[[ Excerpted passage open ]]

On Thursday the state agency managing Aloha Stadium voted to approve demolishing the existing stadium before a new facility opens.
Along with a new stadium, the Stadium Authority is looking at a major development that could include 3,300 homes, 650 hotel rooms, retail space approximating the size of Kahala Mall and offices for roughly 800 workers — all rising where cars and tailgaters used to gather for the biggest events at Aloha Stadium.
That’s what planning consultants working for the state believe is possible over 20-plus years as part
of a plan to replace Hawaii’s largest, yet badly deteriorated, outdoor event venue with a smaller stadium surrounded by new residential and commercial uses.
This “possible picture” was presented at an online briefing Tuesday to bolster interest and feedback from real estate developers expected to compete to build
a community around a new stadium in Halawa collectively referred to as the “New Aloha Stadium Entertainment District,” or NASED.
Stacey Jones, senior principal of Crawford Architects, said the scope he described for development around a new stadium is based on a market demand study, and that developers are encouraged but not required to provide such specific elements when submitting competitive proposals for state consideration.
“We expect the best ideas to come from you folks — not from us,” said Jones, whose firm, based in Australia and Kansas City, Mo., was hired by the state.
Jones said the market study showed that within five years after a new stadium opens, there should be demand for 850 homes, 200,000 square feet of retail, a 200-room hotel and 60,000 square feet of office space.
Over 20 years or so, this demand should grow to 3,300 homes, 400,000 square feet of retail, 650 hotel rooms and 120,000 square feet of office space, Jones told about 90 meeting attendees.
“It’s a heady opportunity,” he said. “Twenty years is not that long in real estate terms. … Rome wasn’t built in a day, and neither will NASED.”
Under the state’s plan, one of three already qualified private development teams would be paid to replace 50,000-seat Aloha Stadium with a new facility containing about 30,000 to 35,000 seats on 20 acres adjacent to the existing stadium. The winning team also would be paid to maintain the new stadium for 30 to
40 years for an arranged price.

[[ Excerpted passage closed ]]
[[ Extracted data open ]]

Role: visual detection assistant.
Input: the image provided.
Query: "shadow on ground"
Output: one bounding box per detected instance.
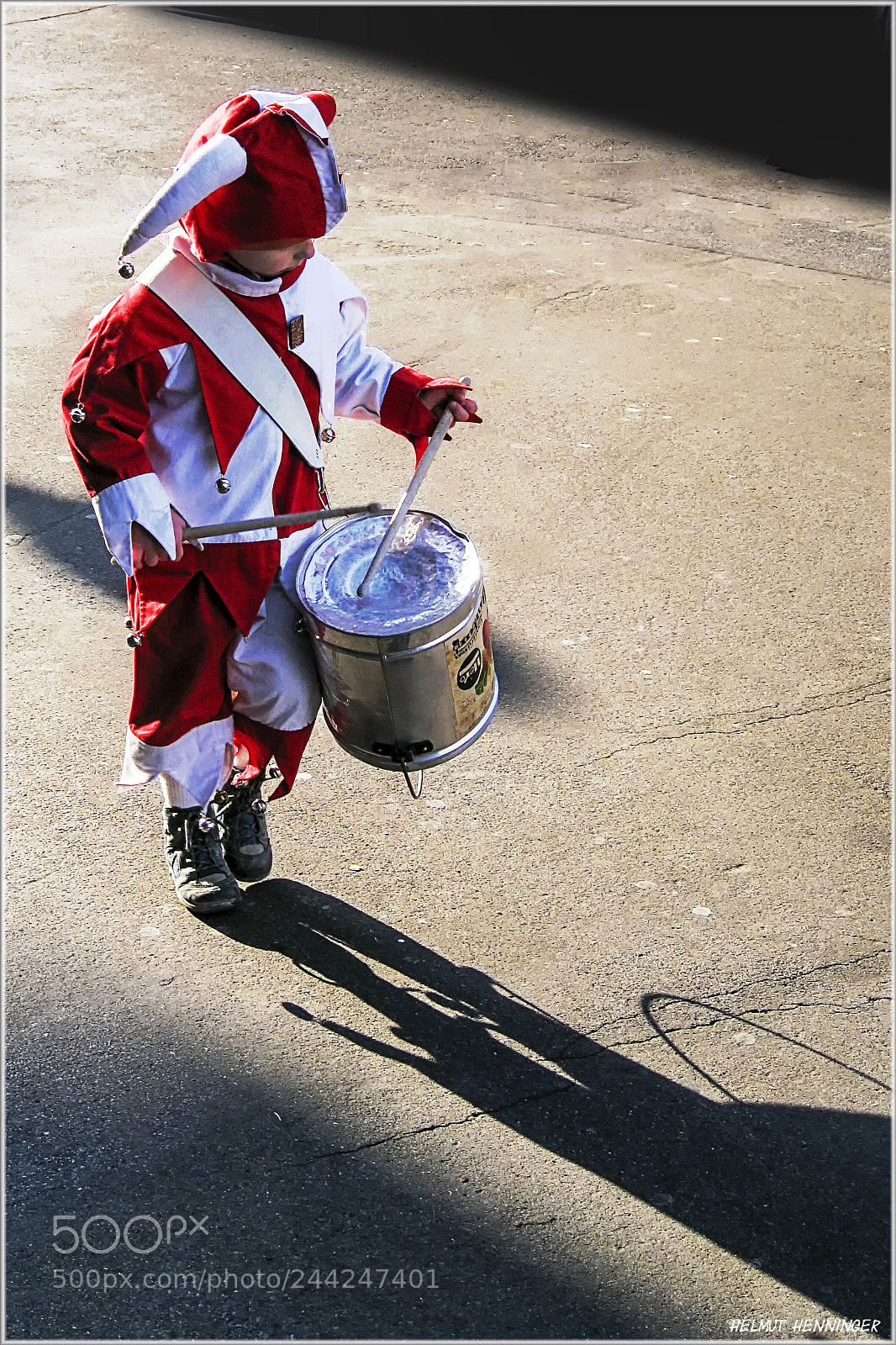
[222,879,889,1332]
[166,4,892,191]
[4,482,125,607]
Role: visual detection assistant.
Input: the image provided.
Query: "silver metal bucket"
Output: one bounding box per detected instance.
[296,513,498,794]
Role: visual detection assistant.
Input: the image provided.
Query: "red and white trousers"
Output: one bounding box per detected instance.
[119,556,320,809]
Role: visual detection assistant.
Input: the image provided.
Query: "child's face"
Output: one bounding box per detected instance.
[228,238,315,280]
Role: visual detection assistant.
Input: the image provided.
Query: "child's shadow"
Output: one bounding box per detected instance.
[220,879,889,1336]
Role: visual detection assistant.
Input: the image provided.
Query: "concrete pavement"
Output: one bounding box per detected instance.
[4,4,891,1340]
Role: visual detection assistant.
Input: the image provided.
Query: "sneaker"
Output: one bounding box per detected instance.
[164,809,242,916]
[213,771,273,883]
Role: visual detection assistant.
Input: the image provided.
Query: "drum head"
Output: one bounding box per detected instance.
[296,513,482,636]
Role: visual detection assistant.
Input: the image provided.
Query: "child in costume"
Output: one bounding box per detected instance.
[62,90,479,915]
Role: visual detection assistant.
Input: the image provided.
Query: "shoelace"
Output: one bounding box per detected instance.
[178,816,220,870]
[222,785,266,843]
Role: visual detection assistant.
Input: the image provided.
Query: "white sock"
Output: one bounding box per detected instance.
[159,775,199,809]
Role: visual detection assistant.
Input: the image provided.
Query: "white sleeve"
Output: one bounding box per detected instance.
[335,294,403,421]
[92,472,175,574]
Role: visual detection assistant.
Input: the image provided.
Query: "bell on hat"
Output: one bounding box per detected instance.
[119,89,347,274]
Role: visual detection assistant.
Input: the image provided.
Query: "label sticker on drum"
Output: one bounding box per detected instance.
[445,589,495,737]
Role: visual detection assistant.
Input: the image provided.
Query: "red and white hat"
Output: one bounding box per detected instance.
[121,89,347,273]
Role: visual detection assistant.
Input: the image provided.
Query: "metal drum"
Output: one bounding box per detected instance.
[296,511,498,792]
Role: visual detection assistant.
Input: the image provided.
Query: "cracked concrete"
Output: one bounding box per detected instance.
[4,5,891,1340]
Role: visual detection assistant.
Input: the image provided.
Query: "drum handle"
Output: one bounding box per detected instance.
[358,378,471,594]
[401,762,423,799]
[183,504,389,542]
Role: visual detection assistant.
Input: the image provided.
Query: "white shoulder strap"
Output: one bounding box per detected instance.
[134,251,324,467]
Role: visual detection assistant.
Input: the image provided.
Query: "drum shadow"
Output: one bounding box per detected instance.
[488,614,572,718]
[220,879,889,1334]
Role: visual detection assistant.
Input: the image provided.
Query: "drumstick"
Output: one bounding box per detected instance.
[358,378,471,597]
[183,504,390,542]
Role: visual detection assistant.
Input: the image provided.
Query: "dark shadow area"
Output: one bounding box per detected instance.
[490,617,571,717]
[168,4,891,191]
[3,1005,646,1341]
[224,879,891,1334]
[4,482,125,607]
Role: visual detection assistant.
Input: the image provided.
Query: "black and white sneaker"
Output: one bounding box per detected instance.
[213,771,273,883]
[164,809,242,916]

[[ Extracted data closed ]]

What you need to do:
1. Reproduce the passage of the Aloha Stadium article starting with "Jones said the" and going on through "an arranged price.".
2. Answer these questions using the Aloha Stadium article:
(a) About how many meeting attendees did Jones speak to?
(b) How many seats does the existing Aloha Stadium have?
(c) Where is Crawford Architects based?
3. Resume the article on the Aloha Stadium redevelopment after its final sentence, adding a few more paragraphs.

Responses to the exercise:
1.
Jones said the market study showed that within five years after a new stadium opens, there should be demand for 850 homes, 200,000 square feet of retail, a 200-room hotel and 60,000 square feet of office space.
Over 20 years or so, this demand should grow to 3,300 homes, 400,000 square feet of retail, 650 hotel rooms and 120,000 square feet of office space, Jones told about 90 meeting attendees.
“It’s a heady opportunity,” he said. “Twenty years is not that long in real estate terms. … Rome wasn’t built in a day, and neither will NASED.”
Under the state’s plan, one of three already qualified private development teams would be paid to replace 50,000-seat Aloha Stadium with a new facility containing about 30,000 to 35,000 seats on 20 acres adjacent to the existing stadium. The winning team also would be paid to maintain the new stadium for 30 to
40 years for an arranged price.

2.
(a) About 90.
(b) 50,000.
(c) Australia and Kansas City, Mo.

3.
The Stadium Authority, the state agency managing Aloha Stadium, would continue to manage and earn revenue from a new stadium under a procurement process that has been largely driven by the state Department of Accounting and General Services.
DAGS expects to seek proposals in July from the three contenders to build and maintain the new stadium after demolishing the 46-year-old existing stadium.
The Stadium Authority is OK with demolishing the old stadium first.
Previously, the state’s plan was to finish a new stadium before demolition so that events including University of Hawaii football games could continue. But because of COVID-19, the Stadium Authority let UH know in
December that the stadium would not be available for use because no revenue was flowing in to maintain the facility now considered unsafe for fans.
The Stadium Authority said Thursday that demolishing Aloha Stadium first will cost less than its original plan and that savings will go toward redevelopment.
Lawmakers in 2019 appropriated up to $350 million in bonds and general funds for the project, though DAGS recently said its estimated stadium replacement cost has risen to $423 million.
Leasing the 78-acre balance of the stadium’s existing 98-acre site to a private developer to produce a new residential and commercial community is expected to generate revenue for the state to offset taxpayer costs for a new stadium.
Jones said the state’s
vision is to have a mixed-
use community that ideally would include workers and not only residents and people visiting the stadium site for entertainment and other things.
Oahu has had a weak
office market in recent decades, but Jones said the market study indicates there is demand for new office space in the area and that it would enhance activity on the site with people arriving for work in the morning and leaving in the evening.
“What we’re anticipating is a mix of residential, retail/entertainment, hotels, hopefully, (and) some office because we’d also like this to be not just a live, play, thrive environment, but also work.”
Jones said the state would like to see the footprint of the existing stadium become a public gathering place, perhaps a tiered amphitheater with views of the stadium scoreboard that could be used for outdoor performances and other things.
The consultant envisioned that initial development around a new stadium would begin adjacent to a rail station in one corner of the property expected to serve commuters between Middle Street and East Kapolei around 2024 when it could be possible to have a new stadium open.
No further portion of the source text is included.